— start of DOCUMENT SECTION —

Here is the current definition. Can it be mis-compiled?

#ifndef __BYTE_ORDER__ #error "__BYTE_ORDER__ not defined" #endif # #ifndef __ORDER_LITTLE_ENDIAN__ #error "__ORDER_LITTLE_ENDIAN__ not defined" #endif # #if __BYTE_ORDER__ == __ORDER_LITTLE_ENDIAN__ #define ARROW_LITTLE_ENDIAN 1 #else #define ARROW_LITTLE_ENDIAN 0 #endif

You may want to open an issue for this. There doesn't seem to be a reliable way to make a compile-time or constexpr check in C++17, AFAICT.

Then the whole of Arrow C++ is miscompiled?

Maybe it's ok to test it when starting the user-side program. Since this is not the only place may causing problem when cross-compiling worked.

What about opening an issue to switch to std::endian once we start C++20 adoption?

I'm not familiar with this part of code, however, that maybe means introduce a kind of dynamic code dispatch, like if LITTLE_ENDIAN , otherwise goes to BIG_ENDIAN code.

As you referenced:

As stated earlier, the only "real" way to detect Big Endian is to use runtime tests.

std::endian seems also do a compile time checking rather than runtime. See https://www.open-std.org/jtc1/sc22/wg21/docs/papers/2017/p0463r1.html

IMO, a lots of code already uses compile-time macro. If we meet this problem, we may having a test for SIMD instructions, endian, etc. Rather than dynamic dispatch it here...

github-actions · 2023-11-01T16:17:45Z

⚠️ GitHub issue #38542 has been automatically assigned in GitHub to PR creator.

pitrou · 2023-11-01T16:28:01Z

I've added some more extensive tests for the various implementations and this is now ready for re-review. @wgtmac @mapleFU @cyb70289

mapleFU

This patch LGTM

Also, if src in DoSplit* doesn't fit in L1 Cache, would it get much slower?

mapleFU · 2023-11-01T16:59:11Z

cpp/src/arrow/util/byte_stream_split_internal.h

+                           uint8_t** dest_streams) {
+  // Value empirically chosen to provide the best performance on the author's machine
+  constexpr int kBlockSize = 32;
+


Nit: do we need DCHECK the width is expected?

What do you mean?

width can only be 4/8 now right. After Fp16 is introduced, we might supports 2/4/8, other value should be rejected?

Well, this function should support any non-zero width, so I don't think it is necessary to reject anything here.

— end of DOCUMENT SECTION —
— start of PROVIDED INFORMATION —

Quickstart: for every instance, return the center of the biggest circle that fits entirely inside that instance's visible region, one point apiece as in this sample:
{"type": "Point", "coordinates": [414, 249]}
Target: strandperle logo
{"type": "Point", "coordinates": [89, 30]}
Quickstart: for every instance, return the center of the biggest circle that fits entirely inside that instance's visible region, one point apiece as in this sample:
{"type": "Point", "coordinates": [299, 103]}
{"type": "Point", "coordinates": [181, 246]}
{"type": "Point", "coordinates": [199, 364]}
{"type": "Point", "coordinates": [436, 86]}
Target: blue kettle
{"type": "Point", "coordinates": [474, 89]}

— end of PROVIDED INFORMATION —
— start of PROVIDED INFORMATION —

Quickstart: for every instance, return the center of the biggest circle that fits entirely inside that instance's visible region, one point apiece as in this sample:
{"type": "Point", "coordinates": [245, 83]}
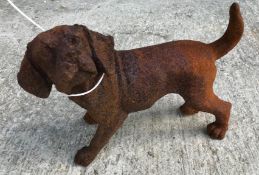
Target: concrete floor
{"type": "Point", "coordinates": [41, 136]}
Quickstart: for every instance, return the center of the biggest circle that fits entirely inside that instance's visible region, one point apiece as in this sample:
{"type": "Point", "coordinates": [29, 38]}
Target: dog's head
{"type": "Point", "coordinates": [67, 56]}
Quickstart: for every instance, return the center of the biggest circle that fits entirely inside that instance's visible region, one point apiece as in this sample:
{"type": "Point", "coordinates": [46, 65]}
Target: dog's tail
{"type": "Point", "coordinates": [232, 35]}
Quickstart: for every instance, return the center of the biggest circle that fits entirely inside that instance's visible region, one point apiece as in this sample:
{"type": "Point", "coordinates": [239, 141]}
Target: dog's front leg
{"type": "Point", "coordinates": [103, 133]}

— end of PROVIDED INFORMATION —
— start of PROVIDED INFORMATION —

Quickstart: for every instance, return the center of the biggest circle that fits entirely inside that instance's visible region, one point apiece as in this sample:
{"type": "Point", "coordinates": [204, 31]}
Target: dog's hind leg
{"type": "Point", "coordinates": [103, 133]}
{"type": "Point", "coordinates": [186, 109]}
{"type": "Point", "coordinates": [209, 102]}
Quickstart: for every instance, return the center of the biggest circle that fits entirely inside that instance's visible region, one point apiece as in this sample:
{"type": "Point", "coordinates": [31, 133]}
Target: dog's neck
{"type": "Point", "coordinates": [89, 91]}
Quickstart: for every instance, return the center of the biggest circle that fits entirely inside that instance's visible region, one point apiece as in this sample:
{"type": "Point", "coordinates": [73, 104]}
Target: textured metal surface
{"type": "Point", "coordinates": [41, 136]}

— end of PROVIDED INFORMATION —

> **TASKS**
1) In the Arrow pull request thread, what value is kBlockSize set to?
2) In the Arrow pull request thread, swap "dynamic code dispatch" for "runtime dispatch" in the part that opens with the words containing "Then the whole" and closes with "use runtime tests.", then write out that part.
3) Finish out the next part of the Arrow pull request thread, picking up after its last comment.
You can answer everything here without the records.

> **EXERCISE RESULTS**
1) 32

2)
Then the whole of Arrow C++ is miscompiled?

Maybe it's ok to test it when starting the user-side program. Since this is not the only place may causing problem when cross-compiling worked.

What about opening an issue to switch to std::endian once we start C++20 adoption?

I'm not familiar with this part of code, however, that maybe means introduce a kind of runtime dispatch, like if LITTLE_ENDIAN , otherwise goes to BIG_ENDIAN code.

As you referenced:

As stated earlier, the only "real" way to detect Big Endian is to use runtime tests.

3)
Hmmmmm here it only supports FLOAT/DOUBLE?

https://github.com/apache/parquet-format/blob/master/Encodings.md#byte-stream-split-byte_stream_split--9

But I think it's also ok when width > 0. It's ok to me if you prefer.

Yes, Parquet only supports FLOAT/DOUBLE, but there is no reason for this function to be restricted.

I agree not to restrict the width unless required. This is now a common util not specific to parquet.

pitrou · 2023-11-01T17:10:56Z

Also, if src in DoSplit* doesn't fit in L1 Cache, would it get much slower?

It's also already out of L1 cache when num_values = 65536.

mapleFU · 2023-11-01T17:25:56Z

It's also already out of L1 cache when num_values = 65536.

Oh finally I got it. It might benefits from CPU prefetch? Thanks for the great code here

pitrou · 2023-11-01T17:27:22Z

It might benefits from CPU prefetch?

Yes, I think it should. Though to be honest I haven't tried to check it. But 64k double values is already 512kB, so 1MB with both the input and output buffer, which is more than L2 cache size on my CPU...

mapleFU

The code LGTM. I'm not so familiar with high-performance code writing so maybe waiting for @cyb70289 's further review

cyb70289 · 2023-11-02T02:59:55Z

I compared L1 and L2 missing events. L1 data cache MPKI (misses per kilo instructions) drops significantly from 49.6 to 10.2, L2 MPKI increases from 0.062 to 0.236.

The optimized code is also better for L1 data cache. My understanding is as below:

Original code loads data sequentially: offset 0,1,2,3,.....
Optimized code loads data by block in interleave:

1st outer loop: offset 0,  8, 16, 24, ..., 120
2nd outer loop: offset 1,  9, 17, 25, ..., 121
...
8th outer loop: offset 7, 15, 23, 31, ..., 127

For the optimized code, the 1st loop will populate L1 data cache with all necessary data for the next 7 loops.
Original code may be better for L2 prefetcher as the pattern is quite easy to predict, but optimized code reduces L1 misses which is a big win.

cyb70289

LGTM

conbench-apache-arrow · 2023-11-02T17:46:15Z

After merging your PR, Conbench analyzed the 6 benchmarking runs that have been run so far on merge-commit 7281851.

There were no benchmark performance regressions. 🎉

The full Conbench report has more details. It also includes information about 7 possible false positives for unstable benchmarks that are known to sometimes produce them.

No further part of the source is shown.